→ **EXCERPT**
*** Begin section ***
Monday, April 7, 2008

The Anti-Life Equation



"Most recently in Seven Soldiers: Mister Miracle (2005), by Grant Morrison, Darkseid (or Dark Side, as he now calls himself) has gained full control of the Anti-Life Equation. By speaking, he can insert the full formula into people's minds, giving them the mathematical certainty that life, hope and freedom are all pointless. Shilo Norman (the current Mister Miracle) is able to break free from this with the help of Metron. However, it was implied that these events did not happen in the 'real world', but in a tangent universe inside a black hole. The Anti-Life Equation here is revealed to be:

loneliness + alienation + fear + despair + self-worth ÷ mockery ÷ condemnation ÷ misunderstanding x guilt x shame x failure x judgment n=y where y=hope and n=folly, love=lies, life=death, self=dark side"

I was thinking about this concept a few weeks back because of the death of a kid I used to know in high school. It's kind of an out-there concept in some ways, the Anti-life equation. But in others, especially as Morrison imagined it, it's quite real. The context in which I imagined it was as an individualized code within everyone's brain, that when realized would be the thing that pushed you over the edge into death. Like if your life met these pre-conditions based upon your genetic make-up, you would cease to be able to live in it.

Of course this week I realized that this idea was already perfectly captured in the idea of the anti-life equation.
*** End section ***
→ **INFORMATION PROVIDED**
*** Begin section ***
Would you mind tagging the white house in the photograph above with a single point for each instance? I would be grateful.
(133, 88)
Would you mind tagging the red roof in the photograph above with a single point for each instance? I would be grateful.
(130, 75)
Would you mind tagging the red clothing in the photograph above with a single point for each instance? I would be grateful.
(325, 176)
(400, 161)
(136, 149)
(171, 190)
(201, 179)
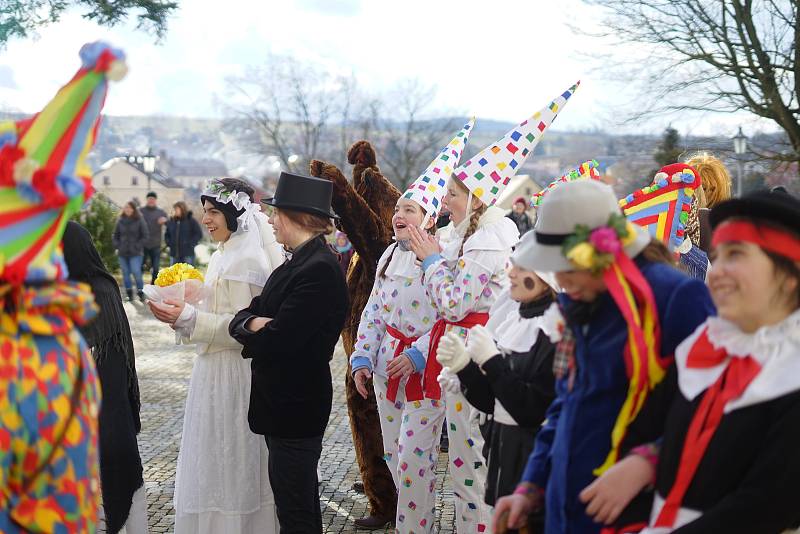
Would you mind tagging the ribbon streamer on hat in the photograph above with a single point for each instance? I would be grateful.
*** End section ***
→ **BRIEF 1**
Decide whether each statement agrees with the post about the Anti-Life Equation. For each, answer yes or no and quote the words of the post that decide it.
(a) Shilo Norman gets free of the equation with Metron's help.
(b) The writer started thinking about the concept after a high school teacher died.
(c) The events of the story were said to take place in the real world.
→ **BRIEF 2**
Write a continuation of the post about the Anti-Life Equation that starts after its final sentence.

→ **EXERCISE ANSWER 1**
(a) Yes: "Shilo Norman (the current Mister Miracle) is able to break free from this with the help of Metron."
(b) No: "because of the death of a kid I used to know in high school."
(c) No: "it was implied that these events did not happen in the 'real world', but in a tangent universe inside a black hole."

→ **EXERCISE ANSWER 2**
Not insignificantly, but in Neil Gaiman's Sandman, the Anti-life equation is defeated by hope, which is heavy handed but true. At the end of the day as humans we are very easily duped creatures. In the sense that even the smallest hope can keep us clinging onto the rock of life over one jagged cliff after the next. We're very fuel efficient in that way. But when we hit empty, we hit empty.

I guess I'm writing this, because there's a lot of scorn and pain left behind by suicides. More often than not the people closest to it come to hate the person who committed the act. But I've always thought that was a lack of empathy. Or maybe worse, a core denial of an unassailable truth--that when confronted with the anti-life equation, we are all going to be working at a deficit. Recognize situations different from your own, and respect that. Derision of the dead doesn't leave anyone in peace.

3 comments:

Cakes said...

i would understand more if the equation made any sense. i'm not talking about the words or the concept, by all means, but the actual mathematical structure. :)

it's more common for people in this culture to think about a death as it relates to them before they think about the death as it relates to the deceased. talking about what you'd leave behind may make the world of a difference, but not everyone gets there. we can't hate them for that.

if only we could teleport into each other's brains for a moment. would you work on that already?

Mercurialblonde said...

You goofy math major!

And I AM working on brain teleportation. What do you think I'm doing all this time? Jeez.

I think our culture's conception of death has been somewhat perverted by greed. As you say, we tend to think about life in terms of assets, moreso than intangibles. So when people see the assets on one side of the ledger or the other, then it becomes a empathetic idea or not.

Which would work if that's how people actually made that decision, but I'm not sure that THINGS have the proportion we'd like them to have in the equation.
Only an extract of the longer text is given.